▶ _記述課題_: 「The function MUST return, for every instance of the orange」を含む行からレコードの最後の行まで（両端を含む）を、指示の行も含めてすべて書き直し、答えとして示された座標の数値をそれぞれ0.9倍に縮小してください。結果は整数に丸め、0.5は切り上げます。指示文の中にある書式例の座標は変えずに残してください。

▶ _演習用レコード_:

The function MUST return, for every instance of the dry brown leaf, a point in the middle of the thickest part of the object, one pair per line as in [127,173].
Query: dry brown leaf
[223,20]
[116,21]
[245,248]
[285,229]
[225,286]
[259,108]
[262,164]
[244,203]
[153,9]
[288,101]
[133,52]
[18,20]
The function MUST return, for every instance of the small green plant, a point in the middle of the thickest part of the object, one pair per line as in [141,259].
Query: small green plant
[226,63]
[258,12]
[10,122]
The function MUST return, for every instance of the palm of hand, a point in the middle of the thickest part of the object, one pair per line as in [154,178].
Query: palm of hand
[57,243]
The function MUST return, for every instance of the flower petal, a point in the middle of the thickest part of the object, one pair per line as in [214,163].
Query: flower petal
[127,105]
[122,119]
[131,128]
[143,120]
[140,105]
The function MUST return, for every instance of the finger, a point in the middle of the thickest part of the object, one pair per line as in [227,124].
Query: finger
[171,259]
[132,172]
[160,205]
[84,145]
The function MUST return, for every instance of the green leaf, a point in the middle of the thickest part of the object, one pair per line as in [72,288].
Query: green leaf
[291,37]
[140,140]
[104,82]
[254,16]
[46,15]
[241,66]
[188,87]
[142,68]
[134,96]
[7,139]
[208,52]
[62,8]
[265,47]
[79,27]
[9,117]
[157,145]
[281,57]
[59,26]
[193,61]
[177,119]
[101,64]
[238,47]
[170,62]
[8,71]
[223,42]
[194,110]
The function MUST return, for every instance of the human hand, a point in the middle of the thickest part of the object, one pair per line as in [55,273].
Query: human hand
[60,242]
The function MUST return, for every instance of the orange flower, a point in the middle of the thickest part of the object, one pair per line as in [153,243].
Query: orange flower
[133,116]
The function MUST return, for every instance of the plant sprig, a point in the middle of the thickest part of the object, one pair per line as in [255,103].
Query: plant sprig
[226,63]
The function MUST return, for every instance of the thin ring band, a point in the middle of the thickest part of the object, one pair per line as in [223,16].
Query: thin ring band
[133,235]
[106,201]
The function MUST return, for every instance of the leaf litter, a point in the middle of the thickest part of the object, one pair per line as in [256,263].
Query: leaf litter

▶ _解答全文_:
The function MUST return, for every instance of the orange flower, a point in the middle of the thickest part of the object, one pair per line as in [153,243].
Query: orange flower
[120,104]
The function MUST return, for every instance of the plant sprig, a point in the middle of the thickest part of the object, one pair per line as in [255,103].
Query: plant sprig
[203,57]
The function MUST return, for every instance of the thin ring band, a point in the middle of the thickest part of the object, one pair per line as in [223,16].
Query: thin ring band
[120,212]
[95,181]
The function MUST return, for every instance of the leaf litter, a point in the middle of the thickest part of the object, one pair per line as in [256,263].
Query: leaf litter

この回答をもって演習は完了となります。